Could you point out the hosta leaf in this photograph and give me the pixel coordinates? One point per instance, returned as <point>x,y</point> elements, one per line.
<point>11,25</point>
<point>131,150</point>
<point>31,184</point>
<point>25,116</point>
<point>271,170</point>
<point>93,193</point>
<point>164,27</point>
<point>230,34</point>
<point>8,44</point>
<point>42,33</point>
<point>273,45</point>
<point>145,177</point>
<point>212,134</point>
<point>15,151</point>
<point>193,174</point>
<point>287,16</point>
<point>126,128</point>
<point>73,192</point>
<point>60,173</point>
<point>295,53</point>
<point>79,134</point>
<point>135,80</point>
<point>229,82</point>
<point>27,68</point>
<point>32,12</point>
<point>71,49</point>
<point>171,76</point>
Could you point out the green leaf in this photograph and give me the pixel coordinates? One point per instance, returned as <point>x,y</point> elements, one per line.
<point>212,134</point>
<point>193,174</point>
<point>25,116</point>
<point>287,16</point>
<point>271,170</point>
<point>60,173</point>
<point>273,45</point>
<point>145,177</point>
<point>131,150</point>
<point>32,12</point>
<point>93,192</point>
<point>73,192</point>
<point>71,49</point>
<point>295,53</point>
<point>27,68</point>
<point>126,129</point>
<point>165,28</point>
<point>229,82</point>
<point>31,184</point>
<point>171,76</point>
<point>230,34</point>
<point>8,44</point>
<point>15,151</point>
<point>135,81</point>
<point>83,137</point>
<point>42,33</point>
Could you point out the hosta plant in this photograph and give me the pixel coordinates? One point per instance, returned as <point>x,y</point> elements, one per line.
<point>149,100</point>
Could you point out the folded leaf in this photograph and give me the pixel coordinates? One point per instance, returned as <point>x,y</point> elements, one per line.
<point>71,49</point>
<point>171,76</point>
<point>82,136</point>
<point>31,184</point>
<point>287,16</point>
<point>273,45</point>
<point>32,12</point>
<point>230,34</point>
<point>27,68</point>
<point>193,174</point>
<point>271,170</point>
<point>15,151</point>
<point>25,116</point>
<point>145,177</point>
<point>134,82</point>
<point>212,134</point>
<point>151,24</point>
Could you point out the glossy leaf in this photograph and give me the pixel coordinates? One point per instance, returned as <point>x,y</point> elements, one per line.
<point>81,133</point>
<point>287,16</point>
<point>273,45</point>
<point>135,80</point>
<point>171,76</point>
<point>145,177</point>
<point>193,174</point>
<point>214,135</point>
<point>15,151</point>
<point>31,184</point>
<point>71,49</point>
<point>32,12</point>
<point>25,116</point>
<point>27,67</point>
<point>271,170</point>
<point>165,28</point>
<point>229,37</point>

§ PROBLEM REQUIREMENTS
Would you transcribe, unchanged, every line of the material from the one containing "Could you point out the hosta plant" to the very end, including both, and nothing else?

§ ANSWER BOX
Could you point out the hosta plant in this photograph and give me the pixel coordinates? One point per instance, returned as <point>x,y</point> elements, one per line.
<point>149,100</point>
Could you point out the folded leaf in this photograph and give me the pixel coordinates? One point per instance, returned as <point>x,y</point> elements, one per line.
<point>71,49</point>
<point>171,76</point>
<point>82,136</point>
<point>31,184</point>
<point>287,16</point>
<point>273,45</point>
<point>32,12</point>
<point>230,34</point>
<point>27,68</point>
<point>193,174</point>
<point>271,170</point>
<point>15,151</point>
<point>25,116</point>
<point>145,177</point>
<point>134,82</point>
<point>212,134</point>
<point>151,24</point>
Could you point out the glossy leaf in this photograph and give me the pixel coordinates? One point per instance, returned as <point>x,y</point> elements, one per line.
<point>81,133</point>
<point>287,16</point>
<point>273,45</point>
<point>135,80</point>
<point>171,76</point>
<point>145,177</point>
<point>193,174</point>
<point>214,135</point>
<point>15,151</point>
<point>31,184</point>
<point>71,49</point>
<point>32,12</point>
<point>25,116</point>
<point>27,67</point>
<point>271,170</point>
<point>165,28</point>
<point>229,37</point>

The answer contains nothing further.